Source passage:
— BEGIN —

# thinking of adopting a senior



## Sasha2008 (Feb 19, 2008)

We have been thinking of adding a 2nd dog to our family for some time now. We have been preapproved at our local shelter. We want to be certain though that the choice we make is a good fit for us. Having said this, there is an old gal there that has touched our hearts. She is 9 1/2 years old but still seems to have lots of spunk left in her. I can't help thinking that we could make the last couple years of her life special. This is a no kill shelter but not sure how long they would keep a senior. She's been there since July. I'm trying to be realistic about the whole thing, there are many reasons I can talk myself out of it and many reasons I can talk myself in to it. 

Any advice, comments, experiences to share?
Here is the link

http://www.monctonspca.ca/animaldescription.php?id=1357


----------



## BowWowMeow (May 7, 2007)

Seniors are the absolute BEST! As soon as I am able to adopt again it will be a senior. 

I can't say enough good things about them and there are certainly way too many needing homes.


----------



## Fodder (Oct 21, 2007)

the only downsides to seniors are health, and your shortened time with them. once you've prepared yourself financially and emotionally for that... i would definitely say go for it. i've had 2 dogs more than i've had 1 and its really not that much work (solid training helps a ton).

also, having a recently turned 10yr old female with a lot of spunk... i'd adopt her in a heartbeat. aside from HD, her health is perfect.


----------



## shilohsmom (Jul 14, 2003)

She's beautiful and what a wonderful thing to do. I'd say go for it. Can you set it up so that Bogart can meet and spend some time with her?


----------



## littledmc17 (Apr 9, 2008)

> Originally Posted By: shilohsmomShe's beautiful and what a wonderful thing to do. I'd say go for it. Can you set it up so that Bogart can meet and spend some time with her?


I so agree!!

go for it


----------



## Chicagocanine (Aug 7, 2008)

If you can afford it and are prepared for the short time you may have with the dog, definitely go for it.


----------



## Sasha2008 (Feb 19, 2008)

I think we may bring Bogart to meet her tonight. Thinking they would do ok he's a pretty calm guy, for a young dog, he's got an old soul


----------



## shilohsmom (Jul 14, 2003)

Please let us know how it goes. I've always felt Dogs are a gift from G-d, so I'm thinking your latest present is waiting for you at the Shelter.


----------



## littledmc17 (Apr 9, 2008)

Then go for it


----------



## kshort (Jun 4, 2004)

If you can prepare yourself emotionally, then I think it's one of the most wonderful things someone can do. It takes a totally unselfish person to be able to overlook their own feelings and give their heart and home to one of these wonderful souls. 

We never know how long someone is going to be in our lives. There is no guarantee that a young dog will live a long and healthy life. We take our chances each and every time we commit our lives to them.

Good luck and I'll be anxious to see what you decide. Thank you for considering this grand 'ole gal!







She's gorgeous!!


----------



## MatsiRed (Dec 5, 2004)

_I'm trying to be realistic about the whole thing, there are many reasons I can talk myself out of it and many reasons I can talk myself in to it. _

Aw, Tasha is beautiful.

— END —

Stated exercise A: List every distinct username that posts in the thread on adopting a senior dog.
Stated exercise B: Resume the thread on adopting a senior dog, picking up right after its final line, "Aw, Tasha is beautiful."
The records bear no relation to the thread on adopting a senior dog.

Data excerpts:
— BEGIN —

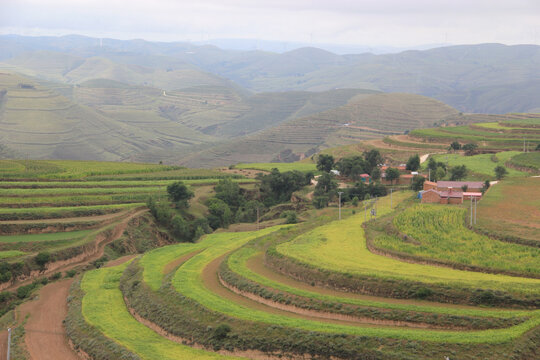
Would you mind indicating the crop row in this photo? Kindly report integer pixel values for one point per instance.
(109, 184)
(341, 246)
(62, 212)
(438, 232)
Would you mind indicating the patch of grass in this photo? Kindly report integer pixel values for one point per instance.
(341, 246)
(103, 307)
(439, 233)
(511, 209)
(188, 281)
(237, 262)
(11, 254)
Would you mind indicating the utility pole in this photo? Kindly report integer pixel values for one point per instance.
(475, 203)
(9, 344)
(257, 218)
(471, 211)
(340, 192)
(365, 211)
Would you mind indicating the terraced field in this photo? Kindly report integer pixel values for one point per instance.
(68, 210)
(509, 133)
(510, 211)
(288, 291)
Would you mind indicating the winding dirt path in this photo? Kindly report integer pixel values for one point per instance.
(94, 253)
(45, 336)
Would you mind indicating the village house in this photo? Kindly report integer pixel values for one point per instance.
(451, 192)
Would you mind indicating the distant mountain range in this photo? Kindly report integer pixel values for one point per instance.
(104, 99)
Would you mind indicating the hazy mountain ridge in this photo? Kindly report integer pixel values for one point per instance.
(444, 73)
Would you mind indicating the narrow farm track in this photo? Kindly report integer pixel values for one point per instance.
(45, 336)
(105, 217)
(95, 253)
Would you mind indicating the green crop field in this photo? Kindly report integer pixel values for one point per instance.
(10, 254)
(282, 167)
(527, 160)
(502, 135)
(69, 169)
(341, 246)
(511, 209)
(439, 232)
(188, 281)
(111, 184)
(104, 308)
(238, 263)
(30, 238)
(482, 166)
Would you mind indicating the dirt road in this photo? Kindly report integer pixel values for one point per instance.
(45, 336)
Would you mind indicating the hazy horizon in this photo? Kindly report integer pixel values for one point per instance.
(384, 26)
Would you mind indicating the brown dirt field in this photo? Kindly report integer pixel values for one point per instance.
(45, 335)
(120, 260)
(330, 315)
(69, 220)
(257, 265)
(95, 253)
(211, 281)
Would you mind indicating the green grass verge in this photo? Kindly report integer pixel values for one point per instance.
(103, 307)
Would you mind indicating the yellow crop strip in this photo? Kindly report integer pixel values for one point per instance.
(341, 246)
(103, 307)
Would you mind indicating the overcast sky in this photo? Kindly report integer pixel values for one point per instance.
(397, 23)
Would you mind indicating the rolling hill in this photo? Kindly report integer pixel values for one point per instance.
(365, 116)
(492, 78)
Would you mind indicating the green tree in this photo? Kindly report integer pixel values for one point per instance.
(325, 163)
(230, 192)
(220, 213)
(180, 228)
(418, 183)
(458, 172)
(413, 164)
(326, 185)
(500, 172)
(42, 259)
(373, 159)
(180, 194)
(392, 174)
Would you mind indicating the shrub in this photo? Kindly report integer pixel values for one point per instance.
(221, 332)
(42, 259)
(291, 217)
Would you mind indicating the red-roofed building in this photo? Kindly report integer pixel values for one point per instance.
(472, 186)
(365, 178)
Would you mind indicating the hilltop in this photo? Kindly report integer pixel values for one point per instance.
(488, 78)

— END —

Output A: Sasha2008, BowWowMeow, Fodder, shilohsmom, littledmc17, Chicagocanine, kshort, MatsiRed

Output B:
I've developed a motto for adoptions. ONLY SENIORS. Even my seven year old niece loves the older ones better than the younger ones now. She explained why last evening as we were talking about older dogs:

"They're not crazy like puppies."
"They just want to sit beside you all the time and listen to you."
"You can have fun with them when you want to, but they'll leave you alone if you just want to have some quiet time, like when you need to do your homework."
"They're easy to teach tricks because puppies don't sit still long enough to pay attention."
"They're just so sweet."
"You know you don't have a lot of time with them so the time you do have is better time, because you make it that way."
"They are good teachers."
"You get to have another grandparent."

From my own perspective:

I personally haven't found that they cost any more than the younger dogs I've had. A health issue is a health issue, young or old. It also depends on your approach with an older dog, such as if you would treat a terminal illness or not, how aggressive you would want to be, etc.

You do have to be someone who copes with end of life issues well. I have fellow volunteers who I'm certain could never take on older or young unhealthy dogs because they already operate in depressed, fearful, or worry mode and that type of situation really puts them on edge. 

Without our interventions, the odds are against the old dog who will most likely die or suffer alone. The difference we can make in an old dog's life is huge. It's also empowering, to know you can elevate this dog in life, from the life of cinderella, out the concrete asylum for castaway pets all the way up to your happy castle where she is sure to be pampered like a queen. Of course, it's YOU who will be her servant, hehe, and love every minute of it, I'll bet.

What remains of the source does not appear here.